Margaret Russett, De Quincey’s Romanticism: Cultural Minority and the Forms of Transmission
Margaret Russett, De Quincey's Romanticism: Cultural Minority and the Forms of Transmission. Cambridge Studies in Romanticism, 25. Cambridge: Cambridge University Press, 1997. xiv + 295pp. $59.95 (Hdbk; ISBN: 0-521-57236-3).
Reviewed by
Paul Youngquist
Penn State University, University Park
Before there was Wordsworth, before the bright and dying Keats, before even Blake came pugnaciously along, for me there was De Quincey. I learned of him early from a guy who was some years my senior. He was a diabetic and had an easy way with needles, poking himself with enviable nonchalance. He looked gnarled and limber—like a stick that just won’t snap, no matter how hard you bend it. He gave me two tips that made college a little more interesting than it would have been otherwise. First, drink the best wine you can afford. That usually kept me from the party crowd, the Thunderbird, and a fair amount of foolishness. Second, read De Quincey’s Confessions of an English Opium Eater. He even lent me his own old copy (the first one’s always free). To say it made an impression would be putting it mildly. I read it night after night, a little at a time, not knowing exactly what I was reading, but transfixed. Here was a very strange way of writing: clear and oblique, concrete and complicated, logical and florid. It was a trip. And it got me to thinking that there might be more to literature than Truth and Beauty, then the apparent prerequisites of Great Writing. De Quincey bothered me, put a little glitch into the literature system that my major was wiring up. I’d like to believe that thanks to him, and to that old hipster who first tipped me off, I acquired a feel for other literary oddballs: Blake, Carroll, Burroughs, Dick, to name a few. At any rate, De Quincey remains for me something other than literature, perhaps other to it, at least as it’s institutionally construed.

> Goals:
[a] Please reproduce the records from the line containing "task | put a dot on every instance of the spire" through the end of the records, requests included, scaling every point coordinate in the answers by 2.2 and rounding to whole numbers, with halves rounded up.
[b] Continue the De Quincey book review from its last sentence.

> Dataset rows:
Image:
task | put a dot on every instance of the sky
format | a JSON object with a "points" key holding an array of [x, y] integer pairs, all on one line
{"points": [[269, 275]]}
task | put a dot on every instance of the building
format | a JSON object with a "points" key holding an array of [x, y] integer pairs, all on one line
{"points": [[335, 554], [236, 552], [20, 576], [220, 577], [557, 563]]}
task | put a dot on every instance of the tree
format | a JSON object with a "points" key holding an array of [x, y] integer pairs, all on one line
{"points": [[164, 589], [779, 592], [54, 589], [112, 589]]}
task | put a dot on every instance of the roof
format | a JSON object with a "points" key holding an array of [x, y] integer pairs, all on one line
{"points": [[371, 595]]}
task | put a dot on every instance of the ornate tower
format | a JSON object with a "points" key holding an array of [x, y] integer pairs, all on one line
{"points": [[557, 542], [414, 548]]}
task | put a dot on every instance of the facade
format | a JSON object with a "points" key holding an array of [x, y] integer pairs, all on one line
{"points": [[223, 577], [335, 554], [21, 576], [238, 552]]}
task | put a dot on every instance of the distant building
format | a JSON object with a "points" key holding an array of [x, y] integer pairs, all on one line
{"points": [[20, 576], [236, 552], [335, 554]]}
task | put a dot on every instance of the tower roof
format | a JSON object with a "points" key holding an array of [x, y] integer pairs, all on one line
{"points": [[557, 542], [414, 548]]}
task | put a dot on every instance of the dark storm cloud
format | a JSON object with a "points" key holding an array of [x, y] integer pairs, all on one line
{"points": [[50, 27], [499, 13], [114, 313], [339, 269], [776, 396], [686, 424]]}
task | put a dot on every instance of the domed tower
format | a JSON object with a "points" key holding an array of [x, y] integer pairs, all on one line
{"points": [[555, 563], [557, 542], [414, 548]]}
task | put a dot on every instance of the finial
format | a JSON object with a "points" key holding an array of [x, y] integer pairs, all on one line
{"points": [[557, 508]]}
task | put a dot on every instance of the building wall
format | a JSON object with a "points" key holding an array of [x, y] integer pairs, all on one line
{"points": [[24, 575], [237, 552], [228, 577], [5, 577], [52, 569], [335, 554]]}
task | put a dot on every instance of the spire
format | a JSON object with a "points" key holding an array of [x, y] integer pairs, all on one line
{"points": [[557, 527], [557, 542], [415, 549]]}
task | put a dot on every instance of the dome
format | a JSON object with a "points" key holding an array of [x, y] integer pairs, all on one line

> Answers for the tasks:
[a]
task | put a dot on every instance of the spire
format | a JSON object with a "points" key holding an array of [x, y] integer pairs, all on one line
{"points": [[1225, 1159], [1225, 1192], [913, 1208]]}
task | put a dot on every instance of the dome
format | a JSON object with a "points" key holding an array of [x, y] integer pairs, all on one line

[b]
My experience of De Quincey differs from the one Margaret Russett describes in De Quincey’s Romanticism: Cultural Minority and the Forms of Transmission. For her De Quincey is the creature—and the creator—of a literary canon that reproduces a constitutive difference between majors and minors. He’s a triple-A essayist to Wordsworth’s big-league lyricism, a self-styled second-stringer whose claim to literary fame results directly from his “minority.” As Russett understands it, that status reveals much about the production and cultural function of canonical Romantic writing. Unlike the wholly marginal writer, whose recovery proves that she didn’t see much play in the production of that canon, the minor writer remains part of the show, “never ‘forgotten’ and in no danger of becoming so” (6). He occupies the “negative pole” of a dialectic of production that scripts Romantic writing as either “major” or “minor” and evaluates accordingly. So to be minor, as in De Quincey’s case, is at least to be not major; minority arises in the image of a greatness it negatively defines.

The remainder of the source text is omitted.